--- start of Reading passage ---

With that all working, it's time to edit accounts in Mail's preferences. Just tell it that the host is localhost, it's pop or imap (whichever you installed - I used pop), and it's your user name and login password. Add a filter, and use the "Edit Header List" in the drop-down to add X-Spam-Flag as a header that you can write rules for.
Note that there's no reason to turn off Mail's own junk filtering. The two of these can work together quite happily.
Of course, you'll want to train SpamAssassin. I started that (after deleting all junk) by running this:
find /Users/apl/library/mail/mailboxes -name mbox -exec sa-learn --ham --mbox {} \;
The "--ham" tells sa-learn that these are messages I like. A "--spam" tells it the opposite, so after I have made sure I have no false positives in my "junk" box, I run:
sa-learn --spam --mbox /Users/apl/library/mail/mailboxes/action/junk.mbox/mbox
(You have to at least LOOK at these messages first, or they will be in Incoming_Mail rather than mbox)
I particularly like that Spamassassin shows why it calls something spam:
This mail is probably spam. The original message has been attached
along with this report, so you can recognize or block similar unwanted
mail in future. See http://spamassassin.org/tag/ for more details.

--- end of Reading passage ---
--- start of Information shown ---

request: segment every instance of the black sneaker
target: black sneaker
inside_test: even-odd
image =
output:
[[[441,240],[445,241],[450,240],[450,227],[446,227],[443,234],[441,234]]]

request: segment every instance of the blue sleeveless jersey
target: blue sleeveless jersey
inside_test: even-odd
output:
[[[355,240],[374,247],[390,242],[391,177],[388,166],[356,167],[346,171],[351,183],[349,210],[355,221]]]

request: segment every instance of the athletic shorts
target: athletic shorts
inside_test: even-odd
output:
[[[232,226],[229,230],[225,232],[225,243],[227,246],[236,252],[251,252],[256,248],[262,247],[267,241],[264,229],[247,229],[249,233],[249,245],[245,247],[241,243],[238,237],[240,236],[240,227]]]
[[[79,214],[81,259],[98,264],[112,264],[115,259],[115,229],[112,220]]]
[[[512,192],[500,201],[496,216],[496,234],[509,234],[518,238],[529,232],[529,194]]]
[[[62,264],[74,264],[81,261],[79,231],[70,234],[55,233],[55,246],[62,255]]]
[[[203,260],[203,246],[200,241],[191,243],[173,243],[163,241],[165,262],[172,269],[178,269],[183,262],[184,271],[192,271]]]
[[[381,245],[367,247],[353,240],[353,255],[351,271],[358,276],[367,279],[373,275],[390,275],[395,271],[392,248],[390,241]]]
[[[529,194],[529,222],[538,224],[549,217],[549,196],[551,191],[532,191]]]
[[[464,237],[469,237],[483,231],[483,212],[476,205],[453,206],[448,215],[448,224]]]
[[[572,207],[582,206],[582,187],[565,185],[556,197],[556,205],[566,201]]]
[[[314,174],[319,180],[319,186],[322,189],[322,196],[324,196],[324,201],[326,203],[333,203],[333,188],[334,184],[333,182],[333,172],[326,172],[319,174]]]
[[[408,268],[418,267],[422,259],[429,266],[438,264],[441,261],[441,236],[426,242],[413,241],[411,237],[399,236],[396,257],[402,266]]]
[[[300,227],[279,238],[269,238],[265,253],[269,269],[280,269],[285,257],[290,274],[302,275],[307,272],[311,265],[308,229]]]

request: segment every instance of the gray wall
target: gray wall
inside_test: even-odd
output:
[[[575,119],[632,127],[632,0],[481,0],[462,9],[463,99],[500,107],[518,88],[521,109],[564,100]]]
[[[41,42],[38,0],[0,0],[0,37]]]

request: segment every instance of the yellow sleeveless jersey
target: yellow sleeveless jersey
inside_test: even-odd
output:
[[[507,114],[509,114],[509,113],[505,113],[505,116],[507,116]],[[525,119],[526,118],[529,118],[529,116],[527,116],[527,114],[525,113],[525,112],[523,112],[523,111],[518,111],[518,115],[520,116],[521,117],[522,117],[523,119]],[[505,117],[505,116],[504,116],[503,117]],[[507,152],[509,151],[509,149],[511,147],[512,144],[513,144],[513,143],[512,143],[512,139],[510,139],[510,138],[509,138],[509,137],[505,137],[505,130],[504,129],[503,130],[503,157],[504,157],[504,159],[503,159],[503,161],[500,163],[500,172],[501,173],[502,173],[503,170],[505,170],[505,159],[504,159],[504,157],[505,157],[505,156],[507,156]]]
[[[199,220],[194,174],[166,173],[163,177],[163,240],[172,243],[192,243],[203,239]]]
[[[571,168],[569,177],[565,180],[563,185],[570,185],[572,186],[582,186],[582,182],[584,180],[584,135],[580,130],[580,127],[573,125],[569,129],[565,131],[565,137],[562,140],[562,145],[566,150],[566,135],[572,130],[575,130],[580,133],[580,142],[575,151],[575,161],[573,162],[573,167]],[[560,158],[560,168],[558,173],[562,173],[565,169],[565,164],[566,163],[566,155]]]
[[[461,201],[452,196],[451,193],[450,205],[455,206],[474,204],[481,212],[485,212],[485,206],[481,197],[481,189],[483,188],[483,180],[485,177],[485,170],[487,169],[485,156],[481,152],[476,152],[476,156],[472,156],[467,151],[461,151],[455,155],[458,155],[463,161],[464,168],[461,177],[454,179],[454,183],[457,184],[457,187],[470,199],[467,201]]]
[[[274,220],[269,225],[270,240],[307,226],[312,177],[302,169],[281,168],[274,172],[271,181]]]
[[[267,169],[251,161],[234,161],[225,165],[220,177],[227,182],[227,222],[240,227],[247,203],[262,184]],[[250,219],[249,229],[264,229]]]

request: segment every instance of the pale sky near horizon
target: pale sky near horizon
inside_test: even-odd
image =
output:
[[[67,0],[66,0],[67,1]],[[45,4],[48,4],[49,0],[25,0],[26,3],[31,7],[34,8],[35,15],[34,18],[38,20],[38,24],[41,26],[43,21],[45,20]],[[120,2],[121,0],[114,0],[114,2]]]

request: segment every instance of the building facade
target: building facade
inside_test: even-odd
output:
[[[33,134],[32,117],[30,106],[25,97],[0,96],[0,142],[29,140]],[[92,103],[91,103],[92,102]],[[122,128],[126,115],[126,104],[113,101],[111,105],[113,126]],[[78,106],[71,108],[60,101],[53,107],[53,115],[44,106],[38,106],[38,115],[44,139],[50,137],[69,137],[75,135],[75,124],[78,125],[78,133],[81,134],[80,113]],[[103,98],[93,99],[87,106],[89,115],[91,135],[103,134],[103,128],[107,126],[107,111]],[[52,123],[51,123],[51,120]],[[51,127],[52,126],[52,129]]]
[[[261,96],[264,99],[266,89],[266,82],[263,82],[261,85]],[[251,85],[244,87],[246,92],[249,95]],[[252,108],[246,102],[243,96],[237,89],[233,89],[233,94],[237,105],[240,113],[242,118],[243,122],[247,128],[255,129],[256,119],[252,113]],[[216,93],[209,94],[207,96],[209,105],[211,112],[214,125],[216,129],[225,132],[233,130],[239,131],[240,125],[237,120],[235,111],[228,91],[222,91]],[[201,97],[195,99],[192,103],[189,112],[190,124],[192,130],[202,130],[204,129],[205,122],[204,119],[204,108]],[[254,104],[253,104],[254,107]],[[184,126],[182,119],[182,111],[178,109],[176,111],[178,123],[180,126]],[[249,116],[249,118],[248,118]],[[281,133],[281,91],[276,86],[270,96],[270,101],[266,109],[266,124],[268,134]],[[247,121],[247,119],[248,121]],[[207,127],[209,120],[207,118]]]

--- end of Information shown ---

**What you have to do**
Transcribe the passage on SpamAssassin, beginning at the words "Note that there's" and stopping after the words "rather than mbox)". The data has no connection to the passage on SpamAssassin.

**Reply to the exercise**
Note that there's no reason to turn off Mail's own junk filtering. The two of these can work together quite happily.
Of course, you'll want to train SpamAssassin. I started that (after deleting all junk) by running this:
find /Users/apl/library/mail/mailboxes -name mbox -exec sa-learn --ham --mbox {} \;
The "--ham" tells sa-learn that these are messages I like. A "--spam" tells it the opposite, so after I have made sure I have no false positives in my "junk" box, I run:
sa-learn --spam --mbox /Users/apl/library/mail/mailboxes/action/junk.mbox/mbox
(You have to at least LOOK at these messages first, or they will be in Incoming_Mail rather than mbox)